Requirements:
Put the records below into a two-column CSV with the headers "prompt" and "output," one row per record. Quote each field, and replace any line breaks inside a field with spaces.

Records from a dataset

====

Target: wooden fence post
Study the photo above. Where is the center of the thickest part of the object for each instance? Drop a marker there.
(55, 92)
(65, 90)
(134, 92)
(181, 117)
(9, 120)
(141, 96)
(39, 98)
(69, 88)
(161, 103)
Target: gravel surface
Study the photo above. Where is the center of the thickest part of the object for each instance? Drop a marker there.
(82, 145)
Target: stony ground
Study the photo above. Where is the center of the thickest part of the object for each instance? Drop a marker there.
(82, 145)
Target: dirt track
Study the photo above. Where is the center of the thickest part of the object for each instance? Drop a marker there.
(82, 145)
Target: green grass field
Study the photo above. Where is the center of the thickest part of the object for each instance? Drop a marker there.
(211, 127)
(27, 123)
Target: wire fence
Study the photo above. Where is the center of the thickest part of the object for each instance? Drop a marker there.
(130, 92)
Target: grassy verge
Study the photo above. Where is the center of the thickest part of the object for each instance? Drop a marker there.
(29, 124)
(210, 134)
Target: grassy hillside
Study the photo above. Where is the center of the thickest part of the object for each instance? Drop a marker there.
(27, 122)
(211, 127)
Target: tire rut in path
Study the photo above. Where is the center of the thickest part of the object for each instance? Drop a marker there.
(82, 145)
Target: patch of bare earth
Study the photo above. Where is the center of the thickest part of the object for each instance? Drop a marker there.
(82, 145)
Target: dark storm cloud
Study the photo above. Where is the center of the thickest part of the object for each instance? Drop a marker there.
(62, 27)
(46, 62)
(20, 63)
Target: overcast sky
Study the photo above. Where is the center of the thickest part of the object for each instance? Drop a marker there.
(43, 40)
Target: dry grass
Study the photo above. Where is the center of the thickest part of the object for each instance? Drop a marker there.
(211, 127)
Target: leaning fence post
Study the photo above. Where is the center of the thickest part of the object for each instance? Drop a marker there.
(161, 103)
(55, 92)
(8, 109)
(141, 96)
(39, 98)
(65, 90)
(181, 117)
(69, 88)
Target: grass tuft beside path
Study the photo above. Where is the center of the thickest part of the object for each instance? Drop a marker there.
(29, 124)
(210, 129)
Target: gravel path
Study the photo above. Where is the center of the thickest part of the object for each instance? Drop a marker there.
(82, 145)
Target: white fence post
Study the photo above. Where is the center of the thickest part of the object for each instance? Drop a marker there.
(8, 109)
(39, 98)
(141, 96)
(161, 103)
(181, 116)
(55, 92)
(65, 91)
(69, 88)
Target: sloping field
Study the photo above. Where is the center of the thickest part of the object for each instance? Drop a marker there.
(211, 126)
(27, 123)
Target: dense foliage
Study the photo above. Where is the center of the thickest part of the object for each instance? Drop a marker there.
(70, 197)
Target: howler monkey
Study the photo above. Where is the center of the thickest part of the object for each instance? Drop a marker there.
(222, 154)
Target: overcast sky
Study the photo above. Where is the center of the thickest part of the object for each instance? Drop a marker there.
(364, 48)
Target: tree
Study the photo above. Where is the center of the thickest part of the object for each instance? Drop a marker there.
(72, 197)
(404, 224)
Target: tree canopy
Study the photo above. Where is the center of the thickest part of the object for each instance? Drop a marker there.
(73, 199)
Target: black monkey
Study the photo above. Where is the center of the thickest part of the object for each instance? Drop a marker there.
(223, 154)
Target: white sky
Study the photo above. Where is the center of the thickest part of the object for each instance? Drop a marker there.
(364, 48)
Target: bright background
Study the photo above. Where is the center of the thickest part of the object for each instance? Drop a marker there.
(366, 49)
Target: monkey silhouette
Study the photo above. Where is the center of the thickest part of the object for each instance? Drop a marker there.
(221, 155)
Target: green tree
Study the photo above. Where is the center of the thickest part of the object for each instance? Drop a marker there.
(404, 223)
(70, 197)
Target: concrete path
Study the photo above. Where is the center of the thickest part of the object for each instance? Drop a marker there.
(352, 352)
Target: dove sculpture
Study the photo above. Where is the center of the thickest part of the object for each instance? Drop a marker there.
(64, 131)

====

Output for this exercise:
prompt,output
"Target: wooden fence post Study the photo above. Where is the center of the thickest part of the object for each instance? Drop a marker there.","(55, 92) (65, 90) (134, 92) (181, 117) (9, 120) (141, 96) (39, 98) (69, 88) (161, 103)"
"Target: gravel surface Study the photo above. Where is the center of the thickest part of the object for each instance? Drop a marker there.","(82, 145)"
"Target: stony ground Study the photo above. Where is the center of the thickest part of the object for each instance? Drop a marker there.","(82, 145)"
"Target: dirt track Study the photo above. Where is the center of the thickest part of the object for each instance? Drop a marker there.","(82, 145)"
"Target: green grass field Study the photo above. Where is the center of the thickest part of the object for each instance? Drop a marker there.","(211, 127) (27, 123)"
"Target: wire fence Study the photo above. Where is the center of the thickest part of the object for each instance? Drop a marker there.","(130, 92)"
"Target: grassy verge Study the photo above. Where is the center of the thickest part of the object for each instance? Drop a marker there.","(29, 124) (210, 134)"
"Target: grassy hillside Study the photo above. Where is the center of the thickest part of the object for each instance? Drop a marker there.","(27, 122) (211, 127)"
"Target: tire rut in path Study the photo above. Where is the center of the thickest part of the object for each instance? Drop a marker there.","(82, 145)"
"Target: patch of bare earth Study the photo above. Where is the center of the thickest part of the object for each instance? Drop a marker there.","(82, 145)"
"Target: dark storm cloud Study the photo above. Where is the center of the thickest part of the object for each instance? Drop a marker there.","(62, 27) (46, 62) (20, 63)"
"Target: overcast sky Study the photo above. Where is the center of the thickest part of the object for each instance? Drop a marker there.","(43, 40)"
"Target: dry grass Study the photo above. Where is the center of the thickest part of the object for each instance? Drop a marker there.","(211, 127)"
"Target: leaning fence post Study the photo above. Where is the center of the thickest part of the object for each instance? Drop a marker there.","(161, 103) (55, 92) (8, 109) (141, 96) (39, 98) (65, 90) (181, 117) (69, 88)"
"Target: grass tuft beside path Study the photo above. Where is the center of the thickest part of the object for each instance? Drop a marker there.","(29, 124) (210, 129)"
"Target: gravel path Study the photo above. Where is the center of the thickest part of the object for each instance? Drop a marker there.","(82, 145)"
"Target: white fence post Study the photo above. Where is the center of the thickest part of the object for each instance? Drop a marker there.","(8, 109) (39, 98) (141, 96) (161, 103) (181, 116) (55, 92) (65, 91) (69, 88)"
"Target: sloping field Study the photo above. Where is the center of the thickest part of the object for each instance? Drop a marker there.","(211, 126) (27, 123)"
"Target: dense foliage Study the photo above. Where is the center of the thickest part of the object for each instance? Drop a marker there.","(70, 197)"
"Target: howler monkey Study the photo above. Where is the center of the thickest part of the object for each instance? Drop a marker there.","(222, 154)"
"Target: overcast sky Study the photo above. Where is the center of the thickest part of the object for each instance? Drop a marker there.","(364, 48)"
"Target: tree Study the photo above. Where is the center of the thickest part of the object for each instance? Drop a marker there.","(72, 197) (404, 224)"
"Target: tree canopy Study the photo above. Where is the center of the thickest part of the object for each instance? Drop a marker there.","(73, 199)"
"Target: black monkey Study the photo above. Where is the center of the thickest part of the object for each instance? Drop a marker there.","(223, 154)"
"Target: white sky Study the photo above. Where is the center of the thickest part of the object for each instance? Drop a marker there.","(364, 48)"
"Target: bright background Study the photo above. Where is the center of the thickest part of the object for each instance? Drop a marker there.","(366, 49)"
"Target: monkey silhouette Study the photo above. Where is the center of the thickest part of the object for each instance? Drop a marker there.","(221, 155)"
"Target: green tree Study the photo above. Where is the center of the thickest part of the object for each instance? Drop a marker there.","(404, 223) (70, 197)"
"Target: concrete path Study the photo above. Where is the center of the thickest part of the object for each instance? Drop a marker there.","(352, 352)"
"Target: dove sculpture Study the photo above. Where is the center of the thickest part of the object for each instance? Drop a marker there.","(64, 131)"